TEXTO PARA LEITURA
********

Outros grandes escritores exploraram essa idéia de futuro pessimista nas décadas seguintes, como o tcheco Karel Capek (1890-1938), em suas obras-primas do gênero ficção científica “A Doença Branca”, “A Guerra das Salamandras”, “R.U.R” (peça em que Capek criou a palavra “robô”) e “A fábrica do Absoluto”. Outro livro relevante é o de Richard Matheson (1926), “Eu sou a lenda”, clássico dos anos de 1950. O escritor português José Saramago (1922-2010) imaginou algo nessa linha com seu Ensaio sobre a cegueira.

Mas foi o cinema quem mais explorou essa ideia com uma lista interminável de grandes filmes. Só para citar alguns: “Planeta dos Macacos” (que veio do livro de Pierre Boulle), “A Última Esperança da Terra”, “Eu Sou a Lenda”, “Mad Max”, “O Livro de Eli” e por aí vai. Enquanto esses filmes chegavam ao cinema, o diretor para lá de underground George A. Romero lançou, em 1968, o hoje cultuado “A Noite dos Mortos-Vivos, que iniciou uma das mais longas e duradouras séries do cinema – no caso, de terror.

********

(Entradas de dados salvas)
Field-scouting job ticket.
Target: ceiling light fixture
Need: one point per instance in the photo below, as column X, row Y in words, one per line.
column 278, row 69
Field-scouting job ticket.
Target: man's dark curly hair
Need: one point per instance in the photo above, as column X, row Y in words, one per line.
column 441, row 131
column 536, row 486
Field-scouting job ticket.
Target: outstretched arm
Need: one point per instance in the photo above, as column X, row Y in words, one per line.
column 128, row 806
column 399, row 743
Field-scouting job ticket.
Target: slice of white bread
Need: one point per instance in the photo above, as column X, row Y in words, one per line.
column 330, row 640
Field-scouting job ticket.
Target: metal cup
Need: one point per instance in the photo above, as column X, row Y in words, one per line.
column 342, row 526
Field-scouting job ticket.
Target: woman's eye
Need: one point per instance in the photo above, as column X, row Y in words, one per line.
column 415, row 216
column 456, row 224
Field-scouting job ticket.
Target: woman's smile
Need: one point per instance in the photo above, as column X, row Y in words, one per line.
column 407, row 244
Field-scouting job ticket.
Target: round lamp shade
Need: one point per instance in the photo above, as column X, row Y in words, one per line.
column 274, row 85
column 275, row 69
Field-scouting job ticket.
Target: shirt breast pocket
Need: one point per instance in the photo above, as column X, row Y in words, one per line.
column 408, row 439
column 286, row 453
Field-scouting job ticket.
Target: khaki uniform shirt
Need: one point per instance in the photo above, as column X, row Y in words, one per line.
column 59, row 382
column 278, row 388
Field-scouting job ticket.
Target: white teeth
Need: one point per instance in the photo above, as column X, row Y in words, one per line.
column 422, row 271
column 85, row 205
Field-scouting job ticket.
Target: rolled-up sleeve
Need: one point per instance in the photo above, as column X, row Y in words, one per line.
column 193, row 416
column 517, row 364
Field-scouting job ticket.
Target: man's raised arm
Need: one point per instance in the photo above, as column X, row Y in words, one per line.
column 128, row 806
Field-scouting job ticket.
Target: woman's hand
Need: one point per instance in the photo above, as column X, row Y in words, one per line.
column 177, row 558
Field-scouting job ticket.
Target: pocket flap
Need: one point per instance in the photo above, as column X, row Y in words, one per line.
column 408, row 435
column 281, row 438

********

O QUE SE PEDE
Reproduza fielmente a parte do texto sobre o futuro pessimista que começa nas palavras "Mas foi o cinema" e termina depois de "caso, de terror.".

RESOLUÇÃO DO EXERCÍCIO
Mas foi o cinema quem mais explorou essa ideia com uma lista interminável de grandes filmes. Só para citar alguns: “Planeta dos Macacos” (que veio do livro de Pierre Boulle), “A Última Esperança da Terra”, “Eu Sou a Lenda”, “Mad Max”, “O Livro de Eli” e por aí vai. Enquanto esses filmes chegavam ao cinema, o diretor para lá de underground George A. Romero lançou, em 1968, o hoje cultuado “A Noite dos Mortos-Vivos, que iniciou uma das mais longas e duradouras séries do cinema – no caso, de terror.